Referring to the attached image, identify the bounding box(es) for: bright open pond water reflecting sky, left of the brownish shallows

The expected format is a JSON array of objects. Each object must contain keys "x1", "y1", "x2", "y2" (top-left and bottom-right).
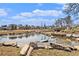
[{"x1": 0, "y1": 34, "x2": 48, "y2": 44}]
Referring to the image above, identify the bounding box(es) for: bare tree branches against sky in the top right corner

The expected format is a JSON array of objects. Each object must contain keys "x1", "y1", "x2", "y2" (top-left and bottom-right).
[{"x1": 64, "y1": 3, "x2": 79, "y2": 15}]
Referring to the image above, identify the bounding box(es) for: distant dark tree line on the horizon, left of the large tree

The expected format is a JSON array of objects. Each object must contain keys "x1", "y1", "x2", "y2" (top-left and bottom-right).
[{"x1": 0, "y1": 24, "x2": 52, "y2": 30}]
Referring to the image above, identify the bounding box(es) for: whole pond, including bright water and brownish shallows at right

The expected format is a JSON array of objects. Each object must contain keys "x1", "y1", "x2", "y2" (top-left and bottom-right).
[{"x1": 0, "y1": 33, "x2": 79, "y2": 46}]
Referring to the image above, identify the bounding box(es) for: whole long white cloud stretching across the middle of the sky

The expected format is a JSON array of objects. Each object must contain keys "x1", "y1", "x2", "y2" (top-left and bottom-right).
[{"x1": 12, "y1": 9, "x2": 63, "y2": 19}]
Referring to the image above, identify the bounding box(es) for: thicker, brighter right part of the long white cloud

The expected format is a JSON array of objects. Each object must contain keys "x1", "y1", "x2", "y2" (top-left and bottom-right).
[{"x1": 33, "y1": 9, "x2": 62, "y2": 17}]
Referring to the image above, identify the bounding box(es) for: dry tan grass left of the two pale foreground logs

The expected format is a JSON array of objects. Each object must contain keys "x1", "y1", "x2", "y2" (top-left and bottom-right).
[{"x1": 0, "y1": 46, "x2": 20, "y2": 56}]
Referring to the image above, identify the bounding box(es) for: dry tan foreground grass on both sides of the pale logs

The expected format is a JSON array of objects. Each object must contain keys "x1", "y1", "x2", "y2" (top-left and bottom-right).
[{"x1": 0, "y1": 46, "x2": 79, "y2": 56}]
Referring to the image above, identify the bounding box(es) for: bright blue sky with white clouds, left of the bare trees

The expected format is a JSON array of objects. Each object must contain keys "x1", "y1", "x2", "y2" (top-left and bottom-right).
[{"x1": 0, "y1": 3, "x2": 65, "y2": 26}]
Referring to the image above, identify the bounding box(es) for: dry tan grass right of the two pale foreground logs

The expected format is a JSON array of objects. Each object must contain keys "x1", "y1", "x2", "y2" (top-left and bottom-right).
[{"x1": 31, "y1": 49, "x2": 79, "y2": 56}]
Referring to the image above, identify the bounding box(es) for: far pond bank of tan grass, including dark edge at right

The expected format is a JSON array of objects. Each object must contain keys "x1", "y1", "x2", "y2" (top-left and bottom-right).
[{"x1": 0, "y1": 29, "x2": 79, "y2": 37}]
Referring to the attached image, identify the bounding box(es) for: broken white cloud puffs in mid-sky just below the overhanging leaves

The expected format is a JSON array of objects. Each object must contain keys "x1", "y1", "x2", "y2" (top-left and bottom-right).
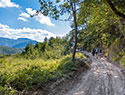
[{"x1": 19, "y1": 8, "x2": 55, "y2": 26}]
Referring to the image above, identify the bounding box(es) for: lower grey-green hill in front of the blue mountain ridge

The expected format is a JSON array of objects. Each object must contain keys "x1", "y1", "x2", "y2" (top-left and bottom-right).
[{"x1": 0, "y1": 46, "x2": 23, "y2": 55}]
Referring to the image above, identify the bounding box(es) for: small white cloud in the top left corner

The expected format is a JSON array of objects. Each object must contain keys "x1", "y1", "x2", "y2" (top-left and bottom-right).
[{"x1": 0, "y1": 0, "x2": 19, "y2": 8}]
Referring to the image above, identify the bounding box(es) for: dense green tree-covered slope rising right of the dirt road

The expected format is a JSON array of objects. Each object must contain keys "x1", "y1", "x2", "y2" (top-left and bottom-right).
[{"x1": 75, "y1": 0, "x2": 125, "y2": 64}]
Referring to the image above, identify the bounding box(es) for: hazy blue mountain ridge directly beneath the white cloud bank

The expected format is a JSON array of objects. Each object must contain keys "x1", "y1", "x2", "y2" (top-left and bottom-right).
[{"x1": 0, "y1": 37, "x2": 37, "y2": 48}]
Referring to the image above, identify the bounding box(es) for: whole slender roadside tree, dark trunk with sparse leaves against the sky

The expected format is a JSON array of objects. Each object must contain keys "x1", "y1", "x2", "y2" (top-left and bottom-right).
[{"x1": 37, "y1": 0, "x2": 82, "y2": 61}]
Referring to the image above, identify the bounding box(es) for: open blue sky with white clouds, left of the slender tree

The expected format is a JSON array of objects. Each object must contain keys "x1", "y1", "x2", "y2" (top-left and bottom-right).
[{"x1": 0, "y1": 0, "x2": 71, "y2": 42}]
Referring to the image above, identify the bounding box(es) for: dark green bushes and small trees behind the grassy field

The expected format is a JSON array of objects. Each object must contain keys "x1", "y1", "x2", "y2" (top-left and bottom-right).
[{"x1": 22, "y1": 37, "x2": 67, "y2": 59}]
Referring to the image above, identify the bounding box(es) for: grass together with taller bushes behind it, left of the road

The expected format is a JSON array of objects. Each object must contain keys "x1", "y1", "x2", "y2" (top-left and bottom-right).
[{"x1": 0, "y1": 38, "x2": 86, "y2": 95}]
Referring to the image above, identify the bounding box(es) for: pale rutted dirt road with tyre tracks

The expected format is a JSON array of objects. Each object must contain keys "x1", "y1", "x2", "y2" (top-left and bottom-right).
[{"x1": 62, "y1": 54, "x2": 125, "y2": 95}]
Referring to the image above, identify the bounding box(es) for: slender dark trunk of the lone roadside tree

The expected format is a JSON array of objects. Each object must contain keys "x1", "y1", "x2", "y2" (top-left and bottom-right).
[{"x1": 72, "y1": 10, "x2": 77, "y2": 61}]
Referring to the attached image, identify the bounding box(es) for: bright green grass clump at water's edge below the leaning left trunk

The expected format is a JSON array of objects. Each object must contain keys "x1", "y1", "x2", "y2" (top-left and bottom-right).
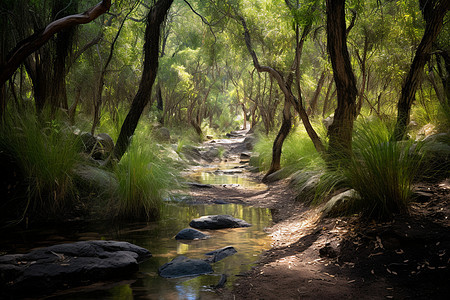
[{"x1": 114, "y1": 133, "x2": 178, "y2": 220}]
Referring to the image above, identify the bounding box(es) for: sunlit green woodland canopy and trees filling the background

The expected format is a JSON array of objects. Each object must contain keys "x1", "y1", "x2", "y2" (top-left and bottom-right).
[{"x1": 1, "y1": 0, "x2": 449, "y2": 162}]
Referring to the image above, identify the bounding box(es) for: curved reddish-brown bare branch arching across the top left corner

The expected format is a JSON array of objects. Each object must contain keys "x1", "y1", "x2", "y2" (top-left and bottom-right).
[{"x1": 0, "y1": 0, "x2": 111, "y2": 116}]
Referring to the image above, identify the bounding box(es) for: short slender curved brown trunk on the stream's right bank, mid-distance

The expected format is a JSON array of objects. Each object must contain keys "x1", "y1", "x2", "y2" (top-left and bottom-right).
[{"x1": 262, "y1": 100, "x2": 292, "y2": 182}]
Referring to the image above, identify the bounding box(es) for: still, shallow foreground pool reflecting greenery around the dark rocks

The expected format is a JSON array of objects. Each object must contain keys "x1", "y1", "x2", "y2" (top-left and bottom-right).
[{"x1": 3, "y1": 202, "x2": 272, "y2": 299}]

= = = = = = =

• [Requirement]
State how many lines of the data include the word "bare", with nothing else.

• [Solution to this exercise]
3